━━ EXCERPT TO READ

Margaret Blaustein and the ARC Model

Our Partner Elizabeth Warner had a conversation with our dear esteemed colleague and friend, Margaret Blaustein PhD on March 14, 2019.

Upon the 2019 publication of the second edition of Treating Traumatic Stress in Children and Adolescents; How to Foster Resilience through Attachment, Self-Regulation, and Competency, we decided to talk to co-author, and our colleague, Margaret Blaustein, about her years of experience with the ARC model. When asked what she would tell young people interested in the field of child trauma, Margaret pointed out that the knowledge base in the field of trauma and child mental health has gone from nothing to substantial in the 25 years since she started graduate school. “It is a whole different world now.”

But while there are now many treatment techniques available, she would still tell young people interested in the field of trauma to ground themselves in “the field of children” first. “To be a good child trauma clinician, you also have to understand the world of children” and grounding in child development is a necessity. In her own graduate school studies, she spent a year studying infancy, in addition to other developmental coursework. Importantly, she said, “Trauma is a developmental influential process.” We must “always be thinking of trauma within developmental pathways.” I might add, resilience, a consistent theme and light of hope in the ARC framework, is partly a function of developmental plasticity and the child’s capacity to change and grow.

In our informal interview, she laughed when asked about rewriting the book, and said, “We wanted to revise the book from the minute of its first publication [in 2010]…this is a process of constant learning.” Since writing the first edition, Margaret and her co-author, Kristine Kinniburgh, had the opportunity to write a curriculum for caregivers, including foster parents. Margaret says this project helped them realize their understanding that caregiver work was more a “process element” rather than a “target” of treatment. [This curriculum is made available for free by the Annie E. Casey Foundation. See:]. The interaction of caregiver and child had to be woven in at every step along the way. Her experience might also guide clinicians to also ground themselves in family systems theory and practice since working with caregivers will always be part of the work in the case of child trauma treatment.

━━━━

TASKS TO CARRY OUT:
[a] Reproduce the passage on Margaret Blaustein and the ARC model between "Margaret Blaustein and" and "March 14, 2019.", inclusive, and substitute "respected" for "esteemed".
[b] Proceed with the passage on Margaret Blaustein and the ARC model, writing on from its final sentence.

━━ LISTED ENTRIES

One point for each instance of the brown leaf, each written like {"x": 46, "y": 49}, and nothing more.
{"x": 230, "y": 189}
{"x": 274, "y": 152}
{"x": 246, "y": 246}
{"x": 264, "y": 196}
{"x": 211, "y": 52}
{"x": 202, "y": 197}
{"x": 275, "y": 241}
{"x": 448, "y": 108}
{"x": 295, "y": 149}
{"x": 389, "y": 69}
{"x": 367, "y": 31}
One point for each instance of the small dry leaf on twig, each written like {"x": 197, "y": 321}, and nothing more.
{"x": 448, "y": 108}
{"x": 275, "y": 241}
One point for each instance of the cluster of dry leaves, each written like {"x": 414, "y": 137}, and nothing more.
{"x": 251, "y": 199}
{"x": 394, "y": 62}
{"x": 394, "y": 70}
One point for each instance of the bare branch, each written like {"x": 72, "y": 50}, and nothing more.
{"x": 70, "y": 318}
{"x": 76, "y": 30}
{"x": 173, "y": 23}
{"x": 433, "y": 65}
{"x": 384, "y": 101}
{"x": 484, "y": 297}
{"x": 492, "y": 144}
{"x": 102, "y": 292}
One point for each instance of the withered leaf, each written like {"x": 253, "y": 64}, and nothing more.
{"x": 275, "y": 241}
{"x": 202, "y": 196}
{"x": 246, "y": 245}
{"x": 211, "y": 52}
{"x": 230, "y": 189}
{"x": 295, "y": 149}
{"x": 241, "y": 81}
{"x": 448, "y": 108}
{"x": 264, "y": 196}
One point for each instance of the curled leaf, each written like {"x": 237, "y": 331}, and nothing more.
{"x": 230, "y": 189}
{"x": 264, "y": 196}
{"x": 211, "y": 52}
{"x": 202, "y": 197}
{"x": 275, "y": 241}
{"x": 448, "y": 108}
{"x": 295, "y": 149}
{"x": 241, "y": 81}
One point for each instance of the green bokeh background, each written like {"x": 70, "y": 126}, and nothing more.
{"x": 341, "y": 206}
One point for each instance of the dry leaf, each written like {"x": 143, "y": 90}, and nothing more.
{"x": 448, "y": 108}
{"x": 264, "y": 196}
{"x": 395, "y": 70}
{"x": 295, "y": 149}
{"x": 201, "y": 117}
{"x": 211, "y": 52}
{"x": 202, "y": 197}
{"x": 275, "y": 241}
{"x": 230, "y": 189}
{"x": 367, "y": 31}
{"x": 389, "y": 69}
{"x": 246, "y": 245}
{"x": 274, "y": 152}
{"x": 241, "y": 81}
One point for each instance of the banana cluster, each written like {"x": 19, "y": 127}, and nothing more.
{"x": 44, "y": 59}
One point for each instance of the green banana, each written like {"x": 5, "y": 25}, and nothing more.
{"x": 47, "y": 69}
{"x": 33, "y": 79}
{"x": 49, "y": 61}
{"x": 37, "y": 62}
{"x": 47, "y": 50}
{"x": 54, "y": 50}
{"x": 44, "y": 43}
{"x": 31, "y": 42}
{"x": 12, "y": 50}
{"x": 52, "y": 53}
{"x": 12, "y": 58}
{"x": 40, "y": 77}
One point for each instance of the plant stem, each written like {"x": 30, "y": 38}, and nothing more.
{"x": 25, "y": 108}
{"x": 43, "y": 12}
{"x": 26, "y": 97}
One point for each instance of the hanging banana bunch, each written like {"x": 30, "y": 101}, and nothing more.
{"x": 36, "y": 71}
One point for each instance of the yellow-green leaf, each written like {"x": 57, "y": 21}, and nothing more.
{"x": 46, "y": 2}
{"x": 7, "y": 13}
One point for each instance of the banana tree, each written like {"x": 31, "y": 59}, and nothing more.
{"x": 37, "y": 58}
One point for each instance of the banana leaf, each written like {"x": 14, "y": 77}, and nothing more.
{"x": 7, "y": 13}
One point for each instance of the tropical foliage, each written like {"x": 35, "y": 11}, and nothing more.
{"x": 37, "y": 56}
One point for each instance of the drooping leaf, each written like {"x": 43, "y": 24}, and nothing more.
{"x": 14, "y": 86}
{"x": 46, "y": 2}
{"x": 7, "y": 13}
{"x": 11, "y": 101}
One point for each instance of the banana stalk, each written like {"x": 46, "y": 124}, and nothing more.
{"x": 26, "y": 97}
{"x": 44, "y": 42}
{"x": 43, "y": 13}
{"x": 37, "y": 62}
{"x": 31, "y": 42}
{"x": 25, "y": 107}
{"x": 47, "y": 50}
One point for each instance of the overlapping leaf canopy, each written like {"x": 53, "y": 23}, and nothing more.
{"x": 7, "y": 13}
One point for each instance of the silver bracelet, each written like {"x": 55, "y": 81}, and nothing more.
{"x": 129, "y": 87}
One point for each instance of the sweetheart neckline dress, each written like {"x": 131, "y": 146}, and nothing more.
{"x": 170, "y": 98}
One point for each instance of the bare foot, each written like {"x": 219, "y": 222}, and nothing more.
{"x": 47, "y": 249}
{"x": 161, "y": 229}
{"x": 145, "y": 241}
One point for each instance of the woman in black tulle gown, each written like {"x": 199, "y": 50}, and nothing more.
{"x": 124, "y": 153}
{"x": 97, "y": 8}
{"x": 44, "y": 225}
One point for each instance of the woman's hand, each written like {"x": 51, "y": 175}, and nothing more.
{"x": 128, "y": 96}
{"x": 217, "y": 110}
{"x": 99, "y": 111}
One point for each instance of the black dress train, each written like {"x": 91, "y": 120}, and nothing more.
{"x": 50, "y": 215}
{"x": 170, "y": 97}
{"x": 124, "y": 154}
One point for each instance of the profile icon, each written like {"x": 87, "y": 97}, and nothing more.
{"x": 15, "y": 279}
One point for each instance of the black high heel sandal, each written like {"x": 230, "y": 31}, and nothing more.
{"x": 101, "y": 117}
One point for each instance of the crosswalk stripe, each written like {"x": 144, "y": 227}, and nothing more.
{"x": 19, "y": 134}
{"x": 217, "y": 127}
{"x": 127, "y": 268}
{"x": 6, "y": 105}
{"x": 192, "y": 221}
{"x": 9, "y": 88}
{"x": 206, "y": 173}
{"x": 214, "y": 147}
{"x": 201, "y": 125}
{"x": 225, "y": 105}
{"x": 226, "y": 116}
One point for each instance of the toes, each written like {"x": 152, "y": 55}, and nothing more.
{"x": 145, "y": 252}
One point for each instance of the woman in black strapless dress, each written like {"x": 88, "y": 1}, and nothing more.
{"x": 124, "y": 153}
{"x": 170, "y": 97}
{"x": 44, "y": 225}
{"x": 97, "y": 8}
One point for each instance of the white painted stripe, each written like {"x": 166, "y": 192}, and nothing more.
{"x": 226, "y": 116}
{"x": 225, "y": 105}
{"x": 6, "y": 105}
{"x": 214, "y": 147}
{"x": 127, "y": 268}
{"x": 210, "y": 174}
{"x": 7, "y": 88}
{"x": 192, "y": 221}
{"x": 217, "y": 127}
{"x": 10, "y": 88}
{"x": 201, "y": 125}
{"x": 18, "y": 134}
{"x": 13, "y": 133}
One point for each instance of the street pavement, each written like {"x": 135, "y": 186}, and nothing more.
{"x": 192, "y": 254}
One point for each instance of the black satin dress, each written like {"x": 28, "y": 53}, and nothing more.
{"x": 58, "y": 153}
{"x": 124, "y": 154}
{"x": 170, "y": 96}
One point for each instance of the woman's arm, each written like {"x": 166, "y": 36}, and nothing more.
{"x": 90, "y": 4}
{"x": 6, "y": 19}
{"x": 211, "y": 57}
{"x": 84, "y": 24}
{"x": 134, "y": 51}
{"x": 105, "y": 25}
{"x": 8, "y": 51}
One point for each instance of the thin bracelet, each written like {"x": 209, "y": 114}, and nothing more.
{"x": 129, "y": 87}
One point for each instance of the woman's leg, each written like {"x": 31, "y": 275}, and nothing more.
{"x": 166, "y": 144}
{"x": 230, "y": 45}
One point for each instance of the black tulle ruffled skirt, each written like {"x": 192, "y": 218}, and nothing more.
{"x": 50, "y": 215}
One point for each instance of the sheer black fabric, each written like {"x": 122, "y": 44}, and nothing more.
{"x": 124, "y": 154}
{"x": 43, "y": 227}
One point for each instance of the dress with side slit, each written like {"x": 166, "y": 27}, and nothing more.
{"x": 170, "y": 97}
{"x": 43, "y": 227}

━━━━

RESULTS OF THE TASKS:
[a]
Margaret Blaustein and the ARC Model

Our Partner Elizabeth Warner had a conversation with our dear respected colleague and friend, Margaret Blaustein PhD on March 14, 2019.

[b]
Similarly, Trauma Experience Integration, the co-authors understand better, is an ongoing part of all the treatment, not a separate phase of the work to get to. Because many of the children served continue to have stressful lives, understanding the state a child is in at any given moment in time – whether distressed or regulated – will determine what interventions to use. This places emphasis on the skills of observation and modulation for every caregiver’s toolbox.

ARC’s use of the word, rhythms, particularly interested the interviewer because in SMART we talk about developing “rhythms of engagement” for attachment-building. The ARC model helps caregivers and providers develop routines and rituals that give predictability to the child and a ‘felt sense of safety’ at home and at school, and the rituals give rhythm to life over time. These meta-rhythms build beautifully on the rhythms we work to build on the physiological and sensory motor level through playful engagement play in the moment of the SMART therapeutic session. Both levels support improved regulation.

Consistent with her lifelong drive to learn, Margaret articulates an ongoing challenge to learn more about the way in which race, culture, and social inequities influence approaches to the work with ARC. It is likely, given her passion and energy that future work will incorporate her new learning over the decade we are now in.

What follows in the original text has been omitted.